**Given task**
Can you pull out every row below word for word, leaving the pictures out?
-- Data provided start --
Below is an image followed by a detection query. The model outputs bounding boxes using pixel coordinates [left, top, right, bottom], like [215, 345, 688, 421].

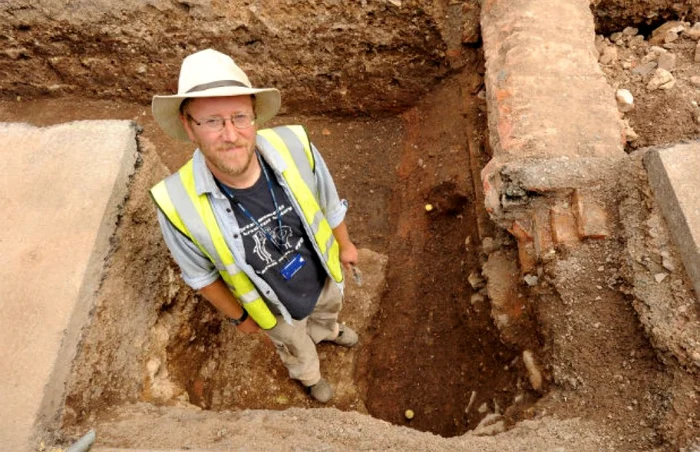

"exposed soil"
[0, 2, 700, 450]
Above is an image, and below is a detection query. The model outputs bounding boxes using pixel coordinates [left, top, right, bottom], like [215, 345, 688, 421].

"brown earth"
[0, 1, 700, 450]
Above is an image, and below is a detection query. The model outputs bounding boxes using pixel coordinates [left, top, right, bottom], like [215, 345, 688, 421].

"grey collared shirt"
[157, 136, 348, 323]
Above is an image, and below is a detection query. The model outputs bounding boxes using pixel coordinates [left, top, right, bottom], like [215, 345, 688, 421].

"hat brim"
[151, 86, 282, 141]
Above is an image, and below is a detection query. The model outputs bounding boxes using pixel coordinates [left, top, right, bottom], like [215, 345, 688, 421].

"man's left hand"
[340, 241, 357, 271]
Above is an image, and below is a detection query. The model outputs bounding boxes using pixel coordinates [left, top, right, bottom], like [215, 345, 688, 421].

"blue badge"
[280, 253, 306, 281]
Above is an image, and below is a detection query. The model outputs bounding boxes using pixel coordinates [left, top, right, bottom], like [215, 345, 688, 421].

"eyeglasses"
[187, 113, 255, 132]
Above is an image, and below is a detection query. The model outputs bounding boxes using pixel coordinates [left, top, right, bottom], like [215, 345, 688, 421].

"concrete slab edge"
[644, 148, 700, 298]
[33, 120, 138, 442]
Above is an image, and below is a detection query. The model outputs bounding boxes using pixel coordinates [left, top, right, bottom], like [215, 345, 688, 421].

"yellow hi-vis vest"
[151, 126, 343, 330]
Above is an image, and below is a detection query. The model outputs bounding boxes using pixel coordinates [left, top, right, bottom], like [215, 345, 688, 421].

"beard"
[200, 142, 255, 178]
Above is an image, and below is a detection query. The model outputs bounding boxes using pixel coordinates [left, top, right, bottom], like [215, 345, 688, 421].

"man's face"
[180, 96, 256, 185]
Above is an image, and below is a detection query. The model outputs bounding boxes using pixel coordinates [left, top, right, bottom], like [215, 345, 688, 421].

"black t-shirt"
[221, 159, 327, 320]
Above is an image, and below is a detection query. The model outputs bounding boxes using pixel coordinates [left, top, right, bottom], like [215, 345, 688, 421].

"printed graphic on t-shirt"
[241, 205, 304, 275]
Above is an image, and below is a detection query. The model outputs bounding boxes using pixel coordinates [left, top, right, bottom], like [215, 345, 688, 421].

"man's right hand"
[236, 316, 260, 334]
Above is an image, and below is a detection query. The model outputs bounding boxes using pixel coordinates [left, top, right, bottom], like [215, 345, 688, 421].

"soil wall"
[0, 0, 479, 113]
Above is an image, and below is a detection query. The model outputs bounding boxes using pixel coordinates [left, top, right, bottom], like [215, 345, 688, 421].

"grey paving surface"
[0, 121, 137, 451]
[644, 141, 700, 296]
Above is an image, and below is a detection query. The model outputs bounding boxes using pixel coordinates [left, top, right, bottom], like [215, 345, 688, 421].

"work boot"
[306, 378, 333, 403]
[331, 323, 358, 347]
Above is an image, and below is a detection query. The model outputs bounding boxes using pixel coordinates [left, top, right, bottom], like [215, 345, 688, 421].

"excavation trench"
[3, 61, 539, 444]
[53, 63, 537, 436]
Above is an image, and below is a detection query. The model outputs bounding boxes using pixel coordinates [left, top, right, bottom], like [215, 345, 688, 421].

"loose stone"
[523, 350, 542, 391]
[654, 273, 668, 283]
[657, 52, 676, 72]
[647, 69, 676, 91]
[632, 61, 656, 76]
[615, 89, 634, 113]
[598, 46, 617, 65]
[523, 275, 537, 287]
[683, 22, 700, 41]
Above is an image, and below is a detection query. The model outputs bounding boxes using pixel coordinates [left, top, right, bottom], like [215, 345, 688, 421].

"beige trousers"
[265, 278, 343, 386]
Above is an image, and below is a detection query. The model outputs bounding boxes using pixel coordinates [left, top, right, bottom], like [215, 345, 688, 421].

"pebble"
[622, 119, 639, 141]
[469, 293, 486, 305]
[649, 20, 685, 44]
[523, 350, 542, 391]
[598, 46, 617, 64]
[632, 61, 656, 75]
[615, 89, 634, 113]
[622, 27, 639, 36]
[647, 69, 676, 91]
[683, 22, 700, 41]
[661, 257, 676, 273]
[649, 46, 668, 56]
[657, 52, 676, 72]
[523, 275, 538, 287]
[467, 272, 486, 289]
[481, 237, 498, 254]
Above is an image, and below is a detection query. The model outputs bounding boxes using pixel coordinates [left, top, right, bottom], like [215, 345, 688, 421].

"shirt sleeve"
[156, 209, 219, 290]
[311, 143, 348, 229]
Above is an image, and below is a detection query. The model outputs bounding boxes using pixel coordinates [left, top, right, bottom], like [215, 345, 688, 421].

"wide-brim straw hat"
[151, 49, 281, 141]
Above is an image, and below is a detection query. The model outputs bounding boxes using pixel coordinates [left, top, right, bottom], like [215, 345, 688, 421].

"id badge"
[280, 253, 306, 281]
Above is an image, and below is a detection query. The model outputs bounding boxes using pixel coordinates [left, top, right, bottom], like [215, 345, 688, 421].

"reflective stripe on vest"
[258, 126, 343, 282]
[151, 126, 343, 329]
[151, 160, 277, 330]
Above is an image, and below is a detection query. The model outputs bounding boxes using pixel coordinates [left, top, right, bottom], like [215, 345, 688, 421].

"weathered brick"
[508, 219, 533, 243]
[549, 206, 580, 245]
[533, 206, 554, 258]
[571, 190, 610, 239]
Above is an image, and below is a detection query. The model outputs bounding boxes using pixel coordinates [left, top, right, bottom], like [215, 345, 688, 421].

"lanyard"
[216, 151, 285, 254]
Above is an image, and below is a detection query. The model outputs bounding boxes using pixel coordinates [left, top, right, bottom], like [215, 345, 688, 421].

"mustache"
[219, 140, 248, 150]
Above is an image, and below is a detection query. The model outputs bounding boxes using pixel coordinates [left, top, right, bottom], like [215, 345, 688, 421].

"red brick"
[571, 190, 610, 239]
[518, 242, 537, 274]
[508, 219, 532, 243]
[533, 206, 554, 257]
[549, 206, 580, 244]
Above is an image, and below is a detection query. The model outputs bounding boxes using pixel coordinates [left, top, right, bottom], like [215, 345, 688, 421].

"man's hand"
[236, 316, 260, 334]
[340, 240, 357, 272]
[333, 221, 357, 271]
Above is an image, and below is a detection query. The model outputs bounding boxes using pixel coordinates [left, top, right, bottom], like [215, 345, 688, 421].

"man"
[151, 49, 358, 403]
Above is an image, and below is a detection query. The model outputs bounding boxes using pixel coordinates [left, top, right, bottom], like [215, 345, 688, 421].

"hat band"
[187, 80, 250, 93]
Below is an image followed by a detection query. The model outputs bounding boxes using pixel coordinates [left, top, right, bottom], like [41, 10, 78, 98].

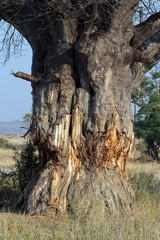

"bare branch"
[11, 72, 39, 83]
[130, 12, 160, 48]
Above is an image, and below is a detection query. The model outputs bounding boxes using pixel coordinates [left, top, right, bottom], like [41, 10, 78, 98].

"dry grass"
[0, 148, 15, 169]
[0, 138, 160, 240]
[127, 161, 160, 180]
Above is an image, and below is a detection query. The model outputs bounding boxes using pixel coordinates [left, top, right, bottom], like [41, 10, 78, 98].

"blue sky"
[0, 43, 32, 122]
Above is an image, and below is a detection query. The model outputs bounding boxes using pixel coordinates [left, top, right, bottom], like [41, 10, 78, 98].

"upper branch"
[130, 12, 160, 48]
-- Data provided end --
**Result of this task**
Below is an image followed by a detection query. The model outputs bounding boxes using pixel coordinates [left, top, right, bottom], like [215, 345, 688, 421].


"exposed soil"
[0, 2, 700, 450]
Above is an image, and below is a detection query. The model outputs bounding boxes using pixel coordinates [left, top, right, bottom], like [215, 345, 688, 421].

"brown earth"
[0, 1, 700, 450]
Above is an image, and below is a detection query. The model outputs bounding boxes using pixel coordinates [left, top, right, bottom], like [215, 345, 688, 421].

"grey collared shirt"
[157, 136, 348, 323]
Above is an image, and below is a detection query. The model outputs bounding boxes using pixel coordinates [left, top, right, bottom], like [215, 345, 688, 421].

"hat brim"
[151, 86, 282, 141]
Above is an image, and below is a detection query. The model outputs bounding boxes using pixel coordinates [left, top, right, bottom], like [215, 345, 688, 421].

"man's left hand"
[340, 241, 357, 271]
Above is an image, and below is a detection query. The model outputs bounding boxes using pixel coordinates [left, top, right, bottom], like [215, 345, 688, 421].

"blue badge"
[280, 253, 306, 281]
Above is an image, and below is a detection query. The model outputs bounding boxes using pixel coordinates [left, top, right, bottom], like [215, 345, 688, 421].

"eyeglasses"
[187, 113, 255, 132]
Above is an image, and below is a detection query. The model outputs bounding boxes using pixel coordinates [left, top, right, bottom], like [215, 345, 688, 421].

"concrete slab edge"
[644, 148, 700, 298]
[33, 120, 138, 442]
Above is an image, and below is a detection query. The model outputs bounding boxes using pixel coordinates [left, top, right, bottom], like [215, 345, 688, 421].

"yellow hi-vis vest"
[151, 126, 343, 330]
Above is an image, and below is a detection query. The model outputs bounding boxes using pixel coordinates [left, top, right, bottom], like [215, 345, 688, 421].

"beard"
[200, 142, 255, 178]
Above is an image, and below is a detection query. The model outputs bounding boxes using pixel coordinates [left, top, right, bottom], like [215, 345, 688, 421].

"man's face"
[180, 96, 256, 185]
Above is an image, and below is a detection query. The model outputs bounding boxes using pixel coordinates [left, top, right, bottom], like [215, 345, 688, 421].

"black t-shirt"
[221, 159, 327, 320]
Above is an image, and below is a detection query. The model outputs bounding boxes using pixel coordinates [left, top, right, bottom], like [215, 345, 688, 421].

"printed graphic on t-shirt"
[241, 205, 304, 275]
Above is an image, and below is a detection query. The model outputs bounding boxes using pixel coordinates [left, top, right, bottom], like [215, 345, 688, 421].

"man's right hand"
[236, 316, 260, 334]
Above is an image, and below is a detection query. The model outputs bounding boxes using pixel coordinates [left, top, right, bottom], like [215, 345, 688, 421].

"soil wall"
[0, 0, 479, 113]
Above is an image, and below is a detection query. The model outputs bounding boxes using pixel coordinates [left, top, right, bottom], like [215, 345, 688, 421].

"grey paving surface"
[0, 121, 137, 451]
[644, 141, 700, 296]
Above is an image, and below is a detection query. The model outputs bounding boxes using pixel coordinates [left, top, right, bottom], like [215, 345, 688, 421].

"work boot"
[306, 378, 333, 403]
[331, 323, 358, 347]
Above is an image, and below is a detection query. The model outputs bounding boxes using pixel coordinates [left, top, right, bottom], like [215, 345, 688, 421].

"excavation trench"
[3, 61, 539, 444]
[53, 63, 537, 436]
Above is an image, and below is a detection query. The model outputs bounding boxes using pixel coordinates [left, top, right, bottom], like [215, 345, 688, 421].

"loose stone"
[523, 350, 542, 391]
[654, 273, 668, 283]
[657, 52, 676, 72]
[647, 69, 676, 91]
[632, 61, 656, 76]
[615, 89, 634, 113]
[598, 46, 617, 65]
[523, 275, 537, 287]
[683, 22, 700, 41]
Above is an image, and below is a detection query. The model outputs bounding boxes using pixel coordinates [left, top, right, bottom], like [215, 345, 688, 421].

"beige trousers"
[265, 278, 343, 386]
Above is an image, and below is a detection query. The model outputs bounding boxes using pixel coordinates [left, top, right, bottom], like [215, 345, 688, 421].

"pebble"
[622, 119, 639, 141]
[469, 293, 486, 305]
[649, 20, 685, 44]
[523, 350, 542, 391]
[598, 46, 617, 64]
[632, 61, 656, 75]
[615, 89, 634, 113]
[622, 27, 639, 36]
[647, 69, 676, 91]
[683, 22, 700, 41]
[661, 257, 676, 273]
[649, 46, 668, 56]
[657, 52, 676, 72]
[523, 275, 538, 287]
[467, 272, 486, 289]
[481, 237, 498, 254]
Above is an image, and below is a detection query. The model outputs bounding boxes using pixel coordinates [left, top, right, bottom], like [215, 345, 688, 421].

"shirt sleeve"
[156, 209, 219, 290]
[311, 143, 348, 229]
Above is an image, and below is a detection query. The model outputs bounding boxes using pixel coordinates [left, top, right, bottom], like [215, 345, 688, 421].

"wide-brim straw hat"
[151, 49, 281, 141]
Above is an image, and below is a detection query. The model outputs bounding boxes using pixel coordinates [left, top, right, bottom], like [215, 345, 688, 421].

"id badge"
[280, 253, 306, 281]
Above is an image, and below is a detection query. The model outputs bounding boxes using pixel coordinates [left, top, right, bottom], like [215, 345, 688, 421].

"reflective stripe on vest"
[258, 126, 343, 282]
[151, 126, 343, 329]
[151, 160, 277, 330]
Above is an image, and below is a detection query. The model outputs bounding boxes using pixel coordinates [left, top, right, bottom], like [215, 345, 688, 421].

"weathered brick"
[508, 219, 533, 243]
[549, 206, 580, 245]
[533, 206, 554, 258]
[571, 190, 610, 239]
Above is an image, and below is a detection query. The model outputs bounding boxes using pixel coordinates [left, top, right, bottom], like [215, 345, 688, 421].

"lanyard"
[216, 151, 285, 254]
Above is an image, and below is a detection query. The model outputs bounding boxes using pixel coordinates [left, top, right, bottom], like [215, 345, 688, 421].

"mustache"
[219, 140, 248, 150]
Above is an image, and below is a detection query. The model outputs bounding boxes using pixel coordinates [left, top, right, bottom], like [215, 345, 688, 421].

"red brick"
[571, 190, 610, 239]
[518, 242, 537, 274]
[508, 219, 532, 243]
[533, 206, 554, 257]
[549, 206, 580, 244]
Above is an image, and below is a detection query. The model outputs bounding boxes using pixel coordinates [left, top, right, bottom], like [215, 345, 688, 421].

"man's hand"
[236, 316, 260, 334]
[340, 240, 357, 272]
[333, 221, 357, 271]
Above is an image, and below is a detection query. The model outputs bounding boxes using pixel coordinates [left, top, right, bottom], like [215, 345, 688, 421].

"man"
[151, 49, 358, 403]
Above is an image, and below is a detection query. The model outputs bounding boxes using pixel coordinates [left, top, right, bottom], like [215, 345, 688, 421].

"hat band"
[187, 80, 250, 93]
Below is an image followed by a detection query. The model outputs bounding boxes using pixel coordinates [left, top, right, bottom], like [41, 10, 78, 98].


"bare branch"
[11, 72, 39, 83]
[130, 12, 160, 48]
Above is an image, and below is a detection query. The model outputs bounding boxes using pixel coordinates [left, top, right, bottom], like [41, 10, 78, 98].

"dry grass"
[0, 148, 15, 169]
[0, 138, 160, 240]
[127, 161, 160, 180]
Above is an image, and below is a detection query. The model outputs bounding boxes using pixel coordinates [left, top, right, bottom], like [41, 10, 78, 98].

"blue sky"
[0, 43, 32, 122]
Above is an image, and below is a detection query. The model outputs bounding boxes using pixel coordinates [left, top, right, bottom], like [41, 10, 78, 98].

"upper branch"
[130, 12, 160, 48]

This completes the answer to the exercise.